◆ Exercise requirements:
All of the data that follows needs to be printed again, exactly as it reads.

◆ Data supplied:
*** Block opens ***

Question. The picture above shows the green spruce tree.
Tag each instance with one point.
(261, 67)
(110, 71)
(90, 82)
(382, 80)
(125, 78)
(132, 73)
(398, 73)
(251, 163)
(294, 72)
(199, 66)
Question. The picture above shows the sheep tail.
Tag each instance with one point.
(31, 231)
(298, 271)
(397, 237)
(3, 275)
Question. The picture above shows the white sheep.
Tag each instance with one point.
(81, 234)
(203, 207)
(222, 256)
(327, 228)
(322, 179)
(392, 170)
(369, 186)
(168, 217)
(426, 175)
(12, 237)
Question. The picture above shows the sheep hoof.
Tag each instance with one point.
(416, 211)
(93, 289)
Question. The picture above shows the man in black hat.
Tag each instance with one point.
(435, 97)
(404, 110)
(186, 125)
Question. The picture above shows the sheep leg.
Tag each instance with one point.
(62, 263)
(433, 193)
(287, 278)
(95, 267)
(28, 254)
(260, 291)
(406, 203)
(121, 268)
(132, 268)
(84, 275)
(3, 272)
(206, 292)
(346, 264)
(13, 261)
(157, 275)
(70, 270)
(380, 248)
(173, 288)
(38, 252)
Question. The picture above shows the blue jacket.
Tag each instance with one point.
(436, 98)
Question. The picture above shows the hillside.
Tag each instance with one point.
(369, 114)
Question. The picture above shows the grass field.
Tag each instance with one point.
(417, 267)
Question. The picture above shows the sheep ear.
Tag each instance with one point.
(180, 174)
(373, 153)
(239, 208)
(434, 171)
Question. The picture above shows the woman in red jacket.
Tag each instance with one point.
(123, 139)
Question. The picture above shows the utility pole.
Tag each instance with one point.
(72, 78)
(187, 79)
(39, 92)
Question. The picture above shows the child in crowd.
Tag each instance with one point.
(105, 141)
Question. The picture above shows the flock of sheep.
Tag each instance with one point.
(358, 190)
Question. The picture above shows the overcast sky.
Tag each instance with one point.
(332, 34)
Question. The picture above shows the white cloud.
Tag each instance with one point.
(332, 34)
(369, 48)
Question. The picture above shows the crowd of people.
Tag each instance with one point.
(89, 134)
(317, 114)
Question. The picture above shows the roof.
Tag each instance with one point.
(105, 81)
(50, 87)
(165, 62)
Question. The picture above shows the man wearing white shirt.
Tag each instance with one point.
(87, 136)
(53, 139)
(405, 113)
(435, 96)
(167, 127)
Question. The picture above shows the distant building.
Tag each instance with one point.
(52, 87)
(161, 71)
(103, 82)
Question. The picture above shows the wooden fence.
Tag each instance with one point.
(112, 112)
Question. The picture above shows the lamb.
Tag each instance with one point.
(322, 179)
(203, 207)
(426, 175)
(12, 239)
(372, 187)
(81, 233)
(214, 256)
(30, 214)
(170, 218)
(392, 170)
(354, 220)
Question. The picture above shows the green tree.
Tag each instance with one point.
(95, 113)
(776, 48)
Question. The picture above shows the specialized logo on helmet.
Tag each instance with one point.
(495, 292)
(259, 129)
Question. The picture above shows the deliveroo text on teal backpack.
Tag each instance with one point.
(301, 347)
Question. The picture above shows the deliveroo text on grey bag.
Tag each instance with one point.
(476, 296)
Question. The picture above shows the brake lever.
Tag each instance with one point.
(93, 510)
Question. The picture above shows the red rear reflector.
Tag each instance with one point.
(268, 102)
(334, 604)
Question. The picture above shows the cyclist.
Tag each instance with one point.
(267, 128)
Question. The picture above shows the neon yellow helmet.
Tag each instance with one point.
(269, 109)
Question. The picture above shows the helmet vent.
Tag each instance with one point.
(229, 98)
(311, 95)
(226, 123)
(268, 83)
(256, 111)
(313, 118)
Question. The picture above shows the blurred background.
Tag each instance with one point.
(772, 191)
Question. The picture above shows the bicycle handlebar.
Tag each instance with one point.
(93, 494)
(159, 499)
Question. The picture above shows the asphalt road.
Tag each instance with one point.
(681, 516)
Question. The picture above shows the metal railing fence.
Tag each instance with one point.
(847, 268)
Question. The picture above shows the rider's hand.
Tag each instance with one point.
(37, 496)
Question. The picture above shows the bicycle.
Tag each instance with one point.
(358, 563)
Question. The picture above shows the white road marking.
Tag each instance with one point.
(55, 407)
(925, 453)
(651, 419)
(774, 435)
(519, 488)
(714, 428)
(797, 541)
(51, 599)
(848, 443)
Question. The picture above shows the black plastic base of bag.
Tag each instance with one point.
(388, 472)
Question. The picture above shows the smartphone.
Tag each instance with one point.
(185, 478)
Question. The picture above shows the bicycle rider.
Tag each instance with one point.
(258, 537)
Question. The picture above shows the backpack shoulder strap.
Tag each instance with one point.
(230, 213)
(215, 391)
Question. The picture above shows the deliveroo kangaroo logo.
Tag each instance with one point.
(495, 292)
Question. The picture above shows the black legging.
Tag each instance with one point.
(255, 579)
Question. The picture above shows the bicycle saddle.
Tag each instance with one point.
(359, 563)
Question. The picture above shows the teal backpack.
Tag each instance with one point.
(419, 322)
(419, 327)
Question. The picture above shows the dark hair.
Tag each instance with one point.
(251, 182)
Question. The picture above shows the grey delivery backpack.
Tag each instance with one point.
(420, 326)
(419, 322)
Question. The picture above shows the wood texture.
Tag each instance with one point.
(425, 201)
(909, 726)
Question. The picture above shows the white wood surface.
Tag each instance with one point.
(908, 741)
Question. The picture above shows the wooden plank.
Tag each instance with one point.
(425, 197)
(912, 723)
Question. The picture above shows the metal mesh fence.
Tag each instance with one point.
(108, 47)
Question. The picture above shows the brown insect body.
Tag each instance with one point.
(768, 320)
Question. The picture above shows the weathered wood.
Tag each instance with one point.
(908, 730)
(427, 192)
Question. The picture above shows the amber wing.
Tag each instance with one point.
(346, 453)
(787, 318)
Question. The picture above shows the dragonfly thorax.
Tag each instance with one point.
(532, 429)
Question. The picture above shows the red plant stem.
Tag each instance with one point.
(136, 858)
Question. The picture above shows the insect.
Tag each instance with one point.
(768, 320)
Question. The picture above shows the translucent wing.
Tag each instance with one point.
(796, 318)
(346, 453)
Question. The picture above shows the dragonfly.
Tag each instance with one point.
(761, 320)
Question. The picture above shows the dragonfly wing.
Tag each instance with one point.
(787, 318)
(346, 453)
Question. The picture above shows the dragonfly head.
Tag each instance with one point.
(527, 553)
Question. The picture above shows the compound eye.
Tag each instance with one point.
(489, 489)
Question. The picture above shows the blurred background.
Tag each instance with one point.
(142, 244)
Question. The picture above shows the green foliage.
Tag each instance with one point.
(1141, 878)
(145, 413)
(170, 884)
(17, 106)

*** Block closes ***

◆ Response:
Question. The picture above shows the green spruce tree.
Tag each instance with one point.
(261, 67)
(110, 71)
(90, 82)
(382, 80)
(125, 78)
(132, 73)
(398, 73)
(251, 163)
(294, 72)
(199, 66)
Question. The picture above shows the sheep tail.
Tag each instance with one point.
(31, 231)
(298, 271)
(397, 237)
(3, 275)
Question. The picture above shows the white sheep.
Tag each instance with one point.
(81, 234)
(203, 207)
(222, 256)
(327, 228)
(322, 179)
(392, 170)
(369, 186)
(168, 217)
(426, 175)
(12, 237)
Question. The picture above shows the sheep hoof.
Tag each instance with one point.
(416, 211)
(93, 289)
Question. The picture above shows the man in black hat.
Tag each instance with one point.
(435, 97)
(404, 110)
(186, 125)
Question. The picture above shows the sheep leg.
Tag each instance with one point.
(62, 263)
(433, 193)
(287, 278)
(95, 267)
(28, 254)
(260, 291)
(406, 203)
(121, 268)
(132, 268)
(84, 275)
(3, 272)
(206, 292)
(346, 264)
(13, 261)
(157, 275)
(70, 270)
(380, 248)
(173, 288)
(38, 252)
Question. The picture above shows the blue jacket.
Tag each instance with one point.
(436, 98)
Question. The picture above shows the hillside.
Tag each instance with one point.
(369, 114)
Question. The picture above shows the grass field.
Tag each instance with one point.
(417, 267)
Question. The picture above shows the sheep ear.
Tag each instance with one point.
(180, 174)
(373, 153)
(239, 208)
(434, 171)
Question. The picture above shows the woman in red jacket.
Tag each instance with one point.
(123, 139)
Question. The picture above shows the utility pole.
Tag each instance with one point.
(72, 78)
(187, 79)
(39, 92)
Question. The picture above shows the child in crowd.
Tag each instance with one point.
(105, 141)
Question. The picture above shows the flock of sheep.
Tag each instance with one point.
(358, 190)
Question. The picture above shows the overcast sky.
Tag each instance with one point.
(332, 34)
Question. The picture above shows the white cloud.
Tag each instance with one point.
(332, 34)
(369, 48)
Question. The picture above shows the crowd of people.
Tag each instance with one point.
(89, 134)
(317, 114)
Question. The picture above shows the roof.
Tag each instance with one point.
(105, 81)
(50, 87)
(165, 62)
Question. The picture above shows the man wearing white shirt.
Tag each instance with one point.
(87, 136)
(53, 139)
(405, 113)
(435, 96)
(167, 127)
Question. The picture above shows the distant building.
Tag each instance with one point.
(52, 87)
(161, 71)
(103, 82)
Question. The picture above shows the wooden fence.
Tag each instance with one point.
(112, 112)
Question. The picture above shows the lamb.
Tag each instance with one point.
(322, 179)
(203, 207)
(426, 175)
(12, 239)
(372, 187)
(81, 233)
(214, 256)
(30, 214)
(170, 218)
(392, 170)
(354, 220)
Question. The picture above shows the green tree.
Tag each instance with one point.
(95, 113)
(776, 48)
Question. The picture above shows the specialized logo on helmet.
Tag each instance with one point.
(495, 292)
(259, 129)
Question. The picture above shows the deliveroo text on teal backpack.
Tag each instance with one point.
(301, 347)
Question. The picture above shows the deliveroo text on grey bag.
Tag each instance with one point.
(476, 296)
Question. The picture above shows the brake lever.
Tag each instance with one point.
(93, 510)
Question. The picture above shows the red rear reflector.
Tag each instance with one point.
(268, 102)
(334, 604)
Question. The picture above shows the cyclist.
Tag each instance with one point.
(267, 128)
Question. The picture above shows the neon yellow helmet.
Tag each instance with one point.
(269, 109)
Question. The picture above shows the helmet vent.
Tag each instance with one point.
(229, 98)
(311, 95)
(226, 123)
(268, 83)
(256, 111)
(313, 118)
Question. The picture above shows the blurred background.
Tag each instance with one point.
(772, 191)
Question. The picture above shows the bicycle handlebar.
Tag each instance with one point.
(93, 494)
(159, 499)
Question. The picture above shows the asphalt road.
Tag each instance with one point.
(681, 516)
Question. The picture above shows the metal railing fence.
Tag each instance with one point.
(847, 268)
Question. The picture above shows the rider's hand.
Tag each instance with one point.
(37, 496)
Question. The picture above shows the bicycle.
Tag each instance with one point.
(358, 563)
Question. The picture above shows the white road marking.
Tag each instance with one point.
(55, 407)
(925, 453)
(651, 419)
(774, 435)
(519, 488)
(714, 428)
(797, 541)
(51, 599)
(848, 443)
Question. The picture above shows the black plastic base of bag.
Tag each instance with one point.
(388, 472)
Question. The picture above shows the smartphone.
Tag each instance with one point.
(185, 478)
Question. The picture above shows the bicycle rider.
Tag each instance with one point.
(258, 537)
Question. The picture above shows the backpack shoulder strap.
Tag each instance with one point.
(230, 213)
(215, 391)
Question. The picture above shows the deliveroo kangaroo logo.
Tag each instance with one point.
(495, 292)
Question. The picture above shows the black legging.
Tag each instance with one point.
(255, 579)
Question. The picture above shows the bicycle saddle.
Tag each instance with one point.
(359, 563)
Question. The picture above shows the teal backpack.
Tag each instance with one point.
(419, 322)
(419, 327)
Question. The picture above shows the dark hair.
Tag each instance with one point.
(251, 182)
Question. The picture above shows the grey delivery backpack.
Tag each instance with one point.
(420, 326)
(419, 322)
Question. The picture above shows the wood texture.
Tag each instance with one point.
(425, 201)
(909, 726)
Question. The picture above shows the white wood surface.
Tag each instance with one point.
(908, 741)
Question. The picture above shows the wooden plank.
Tag each instance with one point.
(425, 197)
(912, 723)
Question. The picture above shows the metal mesh fence.
Tag each instance with one point.
(108, 47)
Question. The picture above shows the brown insect body.
Tag each instance with one point.
(768, 320)
Question. The picture above shows the weathered wood.
Tag each instance with one point.
(908, 730)
(427, 192)
Question. The picture above shows the amber wing.
Tag each instance with one point.
(346, 453)
(787, 318)
Question. The picture above shows the dragonfly thorax.
Tag each instance with one point.
(532, 429)
Question. The picture above shows the red plant stem.
Tag each instance with one point.
(136, 858)
Question. The picture above shows the insect.
Tag each instance with one point.
(768, 320)
Question. The picture above shows the translucent wing.
Tag each instance with one point.
(796, 318)
(346, 453)
Question. The picture above shows the dragonfly.
Tag each instance with one point.
(761, 320)
Question. The picture above shows the dragonfly wing.
Tag each instance with one point.
(787, 318)
(346, 453)
Question. The picture above shows the dragonfly head.
Tag each instance with one point.
(527, 553)
Question. The picture above shows the compound eye.
Tag each instance with one point.
(489, 489)
Question. The picture above shows the blurred background.
Tag each instance with one point.
(142, 244)
Question. The picture above shows the green foliage.
Tag each instance with one point.
(1141, 878)
(145, 413)
(170, 884)
(17, 106)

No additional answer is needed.